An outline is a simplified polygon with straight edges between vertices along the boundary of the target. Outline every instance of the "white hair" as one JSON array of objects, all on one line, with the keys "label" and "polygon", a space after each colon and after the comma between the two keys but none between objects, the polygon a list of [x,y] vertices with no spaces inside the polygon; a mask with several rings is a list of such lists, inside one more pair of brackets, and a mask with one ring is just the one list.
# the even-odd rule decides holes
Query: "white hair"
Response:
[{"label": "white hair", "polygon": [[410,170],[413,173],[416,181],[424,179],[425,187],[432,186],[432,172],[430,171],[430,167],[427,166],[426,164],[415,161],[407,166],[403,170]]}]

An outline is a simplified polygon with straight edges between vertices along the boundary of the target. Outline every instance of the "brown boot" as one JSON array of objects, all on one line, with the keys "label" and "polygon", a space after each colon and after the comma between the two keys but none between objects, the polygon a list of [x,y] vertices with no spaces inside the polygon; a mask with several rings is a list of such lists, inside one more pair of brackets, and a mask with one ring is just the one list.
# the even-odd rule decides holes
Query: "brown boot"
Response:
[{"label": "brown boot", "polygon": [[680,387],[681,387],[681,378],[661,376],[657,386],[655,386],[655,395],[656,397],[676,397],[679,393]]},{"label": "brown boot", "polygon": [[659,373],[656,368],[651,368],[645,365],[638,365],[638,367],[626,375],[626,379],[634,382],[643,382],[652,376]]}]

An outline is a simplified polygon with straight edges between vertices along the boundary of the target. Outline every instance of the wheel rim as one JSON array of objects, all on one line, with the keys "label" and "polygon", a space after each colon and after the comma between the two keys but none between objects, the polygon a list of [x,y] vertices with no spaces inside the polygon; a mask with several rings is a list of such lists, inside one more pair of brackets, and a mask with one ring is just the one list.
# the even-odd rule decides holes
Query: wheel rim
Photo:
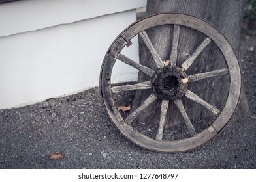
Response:
[{"label": "wheel rim", "polygon": [[[152,27],[166,24],[174,25],[172,51],[170,55],[171,61],[170,62],[167,62],[167,64],[166,62],[163,62],[155,51],[154,51],[154,48],[153,47],[152,47],[153,46],[152,46],[150,40],[145,32],[145,30]],[[175,40],[174,38],[178,37],[180,26],[188,27],[195,29],[204,34],[207,37],[197,48],[192,55],[189,58],[185,60],[181,66],[178,67],[176,65],[178,40]],[[120,53],[125,46],[130,44],[131,39],[136,34],[139,34],[142,37],[149,48],[157,67],[156,70],[152,70],[150,68],[136,63]],[[217,45],[223,55],[227,68],[187,76],[185,73],[186,70],[189,68],[197,57],[211,41]],[[130,87],[112,87],[112,70],[116,60],[121,60],[144,72],[150,76],[152,80],[137,83]],[[172,70],[175,70],[176,75],[174,74],[175,75],[174,75],[172,73],[170,73],[171,70],[172,73],[174,73]],[[191,90],[187,90],[187,84],[189,82],[197,81],[199,79],[206,79],[209,77],[227,74],[229,75],[229,90],[226,103],[221,110],[200,99]],[[158,84],[160,83],[162,84],[162,86],[163,84],[166,86],[165,84],[165,78],[168,77],[169,79],[174,79],[174,83],[170,85],[172,88],[173,88],[172,91],[167,91],[165,89],[161,89],[159,88],[159,84]],[[113,100],[112,93],[118,92],[120,90],[130,90],[135,88],[136,88],[135,90],[148,89],[152,86],[152,93],[148,99],[126,118],[123,118],[116,109]],[[164,13],[153,15],[136,21],[127,27],[115,40],[109,48],[103,62],[100,77],[100,90],[104,106],[109,117],[118,129],[125,137],[136,145],[149,150],[165,153],[189,151],[204,144],[216,136],[227,124],[234,112],[239,101],[240,88],[241,73],[239,62],[233,49],[224,36],[216,28],[204,20],[189,15],[177,13]],[[174,92],[175,89],[176,90]],[[217,118],[208,127],[200,133],[197,133],[180,99],[181,97],[187,97],[192,101],[200,104],[214,114],[217,115]],[[159,124],[155,138],[152,138],[135,129],[131,125],[131,124],[142,110],[159,98],[162,99],[160,109],[161,116],[159,116]],[[181,140],[162,140],[165,117],[168,110],[168,103],[172,101],[182,114],[191,136]]]}]

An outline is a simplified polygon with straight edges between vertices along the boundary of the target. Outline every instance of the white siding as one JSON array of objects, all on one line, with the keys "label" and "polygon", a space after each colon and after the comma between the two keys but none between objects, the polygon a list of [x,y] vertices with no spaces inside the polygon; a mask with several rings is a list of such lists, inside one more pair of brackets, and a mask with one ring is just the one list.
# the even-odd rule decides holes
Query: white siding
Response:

_Work to be completed_
Put each line of all the rows above into a Markdown table with the columns Line and Text, numbering the lines and omitting blank ones. Leave the pictures out of your answer.

_Response_
| Line | Text |
|---|---|
| 1 | An outline is a simplified polygon with straight edges between vertices along the boundary of the target. Outline every instance of the "white hair" as one JSON array of objects, all on one line, with the keys "label" and "polygon", a space after each colon and after the comma between the two keys but none between objects, the polygon a list of [x,y] vertices with no spaces inside the polygon; a mask with several rings is a list of such lists, inside one more pair of brackets, and a mask with one ring is just the one list. |
| 2 | # the even-odd rule decides holes |
| 3 | Query: "white hair" |
| 4 | Response: |
| 5 | [{"label": "white hair", "polygon": [[410,170],[413,173],[416,181],[424,179],[425,187],[432,186],[432,172],[430,171],[430,167],[427,166],[426,164],[415,161],[407,166],[403,170]]}] |
| 6 | An outline is a simplified polygon with straight edges between vertices along the boundary of the target. Outline every instance of the "brown boot" as one JSON array of objects, all on one line, with the keys "label" and "polygon", a space after each colon and after the comma between the two keys but none between objects, the polygon a list of [x,y] vertices with no spaces inside the polygon; a mask with several rings is a list of such lists, inside one more pair of brackets, and a mask with one ring is just the one list. |
| 7 | # the even-odd rule decides holes |
| 8 | Query: "brown boot" |
| 9 | Response: |
| 10 | [{"label": "brown boot", "polygon": [[680,387],[681,387],[681,378],[661,376],[657,386],[655,386],[655,395],[656,397],[676,397],[679,393]]},{"label": "brown boot", "polygon": [[659,373],[656,368],[651,368],[645,365],[638,365],[638,367],[626,375],[626,379],[634,382],[643,382],[652,376]]}] |
| 11 | An outline is a simplified polygon with straight edges between vertices along the boundary of the target. Outline every instance of the wheel rim as one JSON array of objects, all on one line, with the keys "label" and "polygon", a space after each colon and after the comma between the two keys but none between objects, the polygon a list of [x,y] vertices with no spaces inside the polygon; a mask with several rings is a list of such lists, inside one more pair of brackets, and a mask with one ring is just the one list. |
| 12 | # the even-odd rule decides holes |
| 13 | Query: wheel rim |
| 14 | Photo: |
| 15 | Response: |
| 16 | [{"label": "wheel rim", "polygon": [[[152,27],[166,24],[174,25],[172,51],[170,55],[171,61],[170,62],[167,62],[167,64],[166,62],[163,62],[155,51],[154,51],[154,48],[153,47],[152,47],[153,46],[152,46],[150,40],[145,32],[145,30]],[[175,40],[174,38],[178,37],[180,26],[188,27],[195,29],[204,34],[207,37],[197,48],[192,55],[189,58],[185,60],[181,66],[178,67],[176,65],[178,40]],[[120,53],[125,46],[130,44],[131,39],[136,34],[139,34],[142,37],[149,48],[157,67],[156,70],[152,70],[150,68],[136,63]],[[217,45],[223,55],[227,68],[187,76],[185,73],[186,70],[189,68],[197,57],[211,41]],[[130,87],[112,87],[112,70],[116,60],[121,60],[144,72],[150,76],[152,80],[137,83]],[[172,70],[175,70],[176,75],[174,74],[175,75],[174,75],[172,73],[170,73],[171,70],[172,73],[174,73]],[[191,90],[187,90],[187,84],[189,82],[197,81],[199,79],[206,79],[209,77],[227,74],[229,75],[229,90],[226,103],[221,110],[200,99]],[[158,84],[160,83],[162,84],[162,86],[163,84],[166,86],[165,84],[165,78],[168,77],[169,79],[174,79],[174,83],[170,85],[172,88],[173,88],[172,91],[167,91],[165,89],[161,89],[159,88],[159,84]],[[113,100],[112,93],[118,92],[120,90],[130,90],[135,88],[136,88],[135,90],[148,89],[152,86],[152,93],[148,99],[126,118],[123,118],[116,109]],[[164,13],[153,15],[136,21],[127,27],[115,40],[109,48],[103,62],[100,77],[100,90],[104,106],[109,117],[118,129],[125,137],[136,145],[149,150],[165,153],[189,151],[204,144],[216,136],[227,124],[234,112],[239,101],[240,88],[241,73],[239,62],[233,49],[224,36],[216,28],[204,20],[189,15],[177,13]],[[174,92],[175,89],[176,90]],[[217,118],[208,127],[200,133],[197,133],[180,99],[181,97],[187,97],[192,101],[200,104],[214,114],[217,115]],[[159,124],[155,138],[152,138],[135,129],[131,125],[131,124],[142,110],[159,98],[162,99],[160,109],[161,116],[159,116]],[[181,140],[162,140],[165,117],[168,110],[168,103],[172,101],[182,114],[191,136]]]}] |
| 17 | An outline is a simplified polygon with straight edges between vertices along the boundary of the target. Outline every instance of the white siding as one JSON array of objects, all on one line, with the keys "label" and "polygon", a space after each colon and after the comma between the two keys but none between objects, the polygon a list of [x,y] vertices with no spaces inside the polygon; a mask with several rings is a list of such lists, inside one more pair of brackets, and a mask with one ring is just the one list. |
| 18 | # the even-odd rule decides holes |
| 19 | Query: white siding |
| 20 | Response: |